• Problem statement: Find the word "tower" in the data below and copy each line that holds it.

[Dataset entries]
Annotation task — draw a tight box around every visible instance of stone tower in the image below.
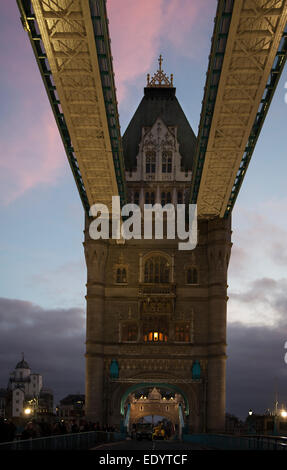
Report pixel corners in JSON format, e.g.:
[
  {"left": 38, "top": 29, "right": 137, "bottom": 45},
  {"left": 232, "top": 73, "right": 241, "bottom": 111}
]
[{"left": 84, "top": 58, "right": 232, "bottom": 433}]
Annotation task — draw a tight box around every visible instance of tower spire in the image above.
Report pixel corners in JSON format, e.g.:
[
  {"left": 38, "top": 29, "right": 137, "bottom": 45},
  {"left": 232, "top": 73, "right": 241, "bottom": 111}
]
[{"left": 146, "top": 55, "right": 174, "bottom": 88}]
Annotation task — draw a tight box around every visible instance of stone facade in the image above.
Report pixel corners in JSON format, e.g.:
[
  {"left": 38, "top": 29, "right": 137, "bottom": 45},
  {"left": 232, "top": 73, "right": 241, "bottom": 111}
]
[{"left": 84, "top": 83, "right": 232, "bottom": 433}]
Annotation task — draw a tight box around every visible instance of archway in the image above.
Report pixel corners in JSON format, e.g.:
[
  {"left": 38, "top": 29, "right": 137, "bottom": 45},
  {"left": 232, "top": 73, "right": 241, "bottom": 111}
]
[
  {"left": 121, "top": 385, "right": 189, "bottom": 438},
  {"left": 120, "top": 383, "right": 190, "bottom": 416}
]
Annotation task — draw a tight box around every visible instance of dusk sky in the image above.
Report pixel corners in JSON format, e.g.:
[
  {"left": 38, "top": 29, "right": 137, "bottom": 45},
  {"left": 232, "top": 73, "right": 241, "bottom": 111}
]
[{"left": 0, "top": 0, "right": 287, "bottom": 420}]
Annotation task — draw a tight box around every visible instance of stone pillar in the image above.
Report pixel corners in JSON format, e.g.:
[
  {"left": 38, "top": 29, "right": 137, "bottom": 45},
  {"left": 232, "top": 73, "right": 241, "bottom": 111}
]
[
  {"left": 84, "top": 216, "right": 108, "bottom": 423},
  {"left": 206, "top": 216, "right": 232, "bottom": 432}
]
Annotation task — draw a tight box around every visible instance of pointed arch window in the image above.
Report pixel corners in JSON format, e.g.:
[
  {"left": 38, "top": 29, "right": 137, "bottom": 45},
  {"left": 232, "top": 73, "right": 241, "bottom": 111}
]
[
  {"left": 162, "top": 151, "right": 172, "bottom": 173},
  {"left": 116, "top": 267, "right": 127, "bottom": 284},
  {"left": 186, "top": 267, "right": 198, "bottom": 285},
  {"left": 144, "top": 256, "right": 170, "bottom": 283},
  {"left": 146, "top": 151, "right": 156, "bottom": 174},
  {"left": 121, "top": 322, "right": 138, "bottom": 342},
  {"left": 175, "top": 323, "right": 190, "bottom": 342}
]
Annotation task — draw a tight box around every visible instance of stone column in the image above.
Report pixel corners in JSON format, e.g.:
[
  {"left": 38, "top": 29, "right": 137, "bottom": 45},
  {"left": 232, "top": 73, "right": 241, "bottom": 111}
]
[
  {"left": 84, "top": 216, "right": 108, "bottom": 423},
  {"left": 206, "top": 216, "right": 232, "bottom": 432}
]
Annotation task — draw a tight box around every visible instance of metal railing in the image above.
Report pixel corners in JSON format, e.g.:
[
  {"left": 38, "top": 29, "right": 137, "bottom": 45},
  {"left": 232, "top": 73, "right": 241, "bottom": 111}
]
[
  {"left": 183, "top": 433, "right": 287, "bottom": 450},
  {"left": 0, "top": 430, "right": 125, "bottom": 451}
]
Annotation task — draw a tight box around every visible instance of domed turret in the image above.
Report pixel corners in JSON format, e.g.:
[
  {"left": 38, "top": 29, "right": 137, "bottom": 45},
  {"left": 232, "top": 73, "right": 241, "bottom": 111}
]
[{"left": 15, "top": 353, "right": 30, "bottom": 370}]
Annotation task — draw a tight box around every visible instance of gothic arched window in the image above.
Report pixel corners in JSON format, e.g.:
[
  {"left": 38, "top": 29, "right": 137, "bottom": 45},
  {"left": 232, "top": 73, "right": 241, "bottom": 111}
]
[
  {"left": 175, "top": 323, "right": 190, "bottom": 342},
  {"left": 144, "top": 256, "right": 170, "bottom": 283},
  {"left": 116, "top": 267, "right": 127, "bottom": 284},
  {"left": 186, "top": 267, "right": 198, "bottom": 285},
  {"left": 143, "top": 316, "right": 168, "bottom": 342},
  {"left": 146, "top": 151, "right": 156, "bottom": 174},
  {"left": 121, "top": 322, "right": 138, "bottom": 342},
  {"left": 162, "top": 151, "right": 172, "bottom": 173}
]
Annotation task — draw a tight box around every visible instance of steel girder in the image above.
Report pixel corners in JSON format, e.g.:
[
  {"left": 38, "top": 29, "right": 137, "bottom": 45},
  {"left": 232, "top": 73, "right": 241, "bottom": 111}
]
[
  {"left": 191, "top": 0, "right": 287, "bottom": 219},
  {"left": 17, "top": 0, "right": 127, "bottom": 214}
]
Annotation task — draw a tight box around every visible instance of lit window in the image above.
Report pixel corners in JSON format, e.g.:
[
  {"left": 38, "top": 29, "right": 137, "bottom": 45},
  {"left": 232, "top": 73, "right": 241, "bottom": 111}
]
[
  {"left": 144, "top": 331, "right": 168, "bottom": 342},
  {"left": 162, "top": 151, "right": 172, "bottom": 173},
  {"left": 121, "top": 322, "right": 138, "bottom": 342},
  {"left": 175, "top": 323, "right": 190, "bottom": 342},
  {"left": 186, "top": 267, "right": 198, "bottom": 285},
  {"left": 143, "top": 316, "right": 168, "bottom": 343}
]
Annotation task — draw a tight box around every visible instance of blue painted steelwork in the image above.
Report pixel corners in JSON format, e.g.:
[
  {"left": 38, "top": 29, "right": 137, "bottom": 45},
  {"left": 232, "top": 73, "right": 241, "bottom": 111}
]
[
  {"left": 190, "top": 0, "right": 235, "bottom": 206},
  {"left": 16, "top": 0, "right": 90, "bottom": 215},
  {"left": 110, "top": 359, "right": 119, "bottom": 379},
  {"left": 224, "top": 26, "right": 287, "bottom": 217}
]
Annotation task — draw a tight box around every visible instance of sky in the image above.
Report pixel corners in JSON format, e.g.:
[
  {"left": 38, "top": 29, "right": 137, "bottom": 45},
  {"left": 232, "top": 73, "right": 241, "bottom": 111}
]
[{"left": 0, "top": 0, "right": 287, "bottom": 420}]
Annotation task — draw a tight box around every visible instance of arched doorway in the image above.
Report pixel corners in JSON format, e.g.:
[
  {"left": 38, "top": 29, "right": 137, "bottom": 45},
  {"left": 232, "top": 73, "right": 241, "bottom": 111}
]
[{"left": 121, "top": 385, "right": 188, "bottom": 438}]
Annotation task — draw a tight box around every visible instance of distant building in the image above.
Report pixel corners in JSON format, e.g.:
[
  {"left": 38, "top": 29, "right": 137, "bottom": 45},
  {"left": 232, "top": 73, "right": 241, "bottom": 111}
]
[
  {"left": 57, "top": 394, "right": 85, "bottom": 421},
  {"left": 0, "top": 389, "right": 7, "bottom": 418},
  {"left": 6, "top": 355, "right": 53, "bottom": 419}
]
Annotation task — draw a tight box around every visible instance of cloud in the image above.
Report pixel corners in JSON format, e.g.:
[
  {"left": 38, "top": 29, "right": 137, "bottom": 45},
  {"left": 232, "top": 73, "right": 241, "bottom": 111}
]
[
  {"left": 0, "top": 2, "right": 67, "bottom": 205},
  {"left": 107, "top": 0, "right": 212, "bottom": 102},
  {"left": 227, "top": 320, "right": 287, "bottom": 419},
  {"left": 228, "top": 276, "right": 287, "bottom": 327},
  {"left": 0, "top": 297, "right": 85, "bottom": 404},
  {"left": 0, "top": 295, "right": 286, "bottom": 419}
]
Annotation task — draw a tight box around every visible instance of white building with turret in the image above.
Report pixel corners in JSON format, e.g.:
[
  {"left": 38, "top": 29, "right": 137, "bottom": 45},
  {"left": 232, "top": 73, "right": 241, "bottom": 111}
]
[{"left": 7, "top": 355, "right": 43, "bottom": 418}]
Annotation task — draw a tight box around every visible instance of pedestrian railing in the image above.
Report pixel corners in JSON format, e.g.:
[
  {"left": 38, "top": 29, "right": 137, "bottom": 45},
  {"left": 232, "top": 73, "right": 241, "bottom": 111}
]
[
  {"left": 183, "top": 433, "right": 287, "bottom": 450},
  {"left": 0, "top": 430, "right": 126, "bottom": 451}
]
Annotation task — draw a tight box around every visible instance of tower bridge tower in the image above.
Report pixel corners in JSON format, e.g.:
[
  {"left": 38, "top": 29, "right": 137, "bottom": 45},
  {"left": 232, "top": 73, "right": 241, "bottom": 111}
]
[{"left": 84, "top": 58, "right": 232, "bottom": 433}]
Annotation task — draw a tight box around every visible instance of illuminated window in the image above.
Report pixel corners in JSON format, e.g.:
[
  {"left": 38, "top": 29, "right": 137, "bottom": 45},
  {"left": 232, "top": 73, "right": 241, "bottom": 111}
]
[
  {"left": 116, "top": 267, "right": 127, "bottom": 284},
  {"left": 144, "top": 256, "right": 170, "bottom": 283},
  {"left": 175, "top": 323, "right": 190, "bottom": 342},
  {"left": 146, "top": 151, "right": 156, "bottom": 174},
  {"left": 186, "top": 267, "right": 198, "bottom": 285},
  {"left": 162, "top": 151, "right": 172, "bottom": 173},
  {"left": 143, "top": 316, "right": 168, "bottom": 342},
  {"left": 143, "top": 331, "right": 168, "bottom": 343},
  {"left": 121, "top": 322, "right": 138, "bottom": 342}
]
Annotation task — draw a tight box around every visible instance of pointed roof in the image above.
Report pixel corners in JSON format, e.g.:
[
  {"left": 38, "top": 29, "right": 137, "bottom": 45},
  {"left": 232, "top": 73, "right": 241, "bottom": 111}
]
[{"left": 122, "top": 86, "right": 197, "bottom": 170}]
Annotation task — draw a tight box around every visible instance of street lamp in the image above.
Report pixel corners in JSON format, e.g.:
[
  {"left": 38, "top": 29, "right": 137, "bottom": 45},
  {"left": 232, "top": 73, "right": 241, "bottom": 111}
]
[
  {"left": 280, "top": 410, "right": 287, "bottom": 419},
  {"left": 24, "top": 407, "right": 32, "bottom": 416},
  {"left": 249, "top": 409, "right": 253, "bottom": 416}
]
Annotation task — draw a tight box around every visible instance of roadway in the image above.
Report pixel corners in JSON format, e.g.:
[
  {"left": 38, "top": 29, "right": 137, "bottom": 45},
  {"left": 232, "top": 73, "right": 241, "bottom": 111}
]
[{"left": 92, "top": 437, "right": 210, "bottom": 451}]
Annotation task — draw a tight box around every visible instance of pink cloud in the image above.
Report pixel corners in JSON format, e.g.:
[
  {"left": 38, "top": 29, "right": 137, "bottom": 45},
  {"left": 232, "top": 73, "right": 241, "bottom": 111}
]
[
  {"left": 0, "top": 108, "right": 65, "bottom": 205},
  {"left": 107, "top": 0, "right": 215, "bottom": 102},
  {"left": 0, "top": 2, "right": 66, "bottom": 205}
]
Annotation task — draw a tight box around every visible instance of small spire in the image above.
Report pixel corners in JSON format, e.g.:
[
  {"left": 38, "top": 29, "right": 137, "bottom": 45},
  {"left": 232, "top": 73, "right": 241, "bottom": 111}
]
[{"left": 146, "top": 55, "right": 174, "bottom": 88}]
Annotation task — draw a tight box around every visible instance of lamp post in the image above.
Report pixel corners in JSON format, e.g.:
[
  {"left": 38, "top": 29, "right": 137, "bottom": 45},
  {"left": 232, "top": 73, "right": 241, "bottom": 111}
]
[{"left": 247, "top": 409, "right": 254, "bottom": 435}]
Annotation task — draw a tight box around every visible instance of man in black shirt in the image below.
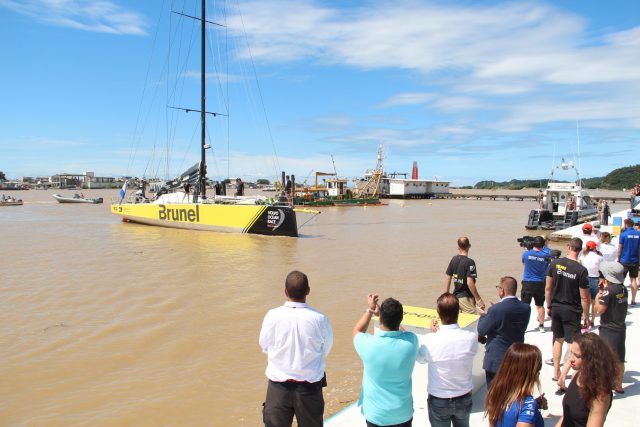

• Output of the task:
Annotation task — draw a tight box around every visible instance of stone tower in the image below.
Annotation task — draw a tight box around every visible instance of tower spire in the image above.
Annotation task — draw a tight box around every visible instance of tower bridge tower in the image above.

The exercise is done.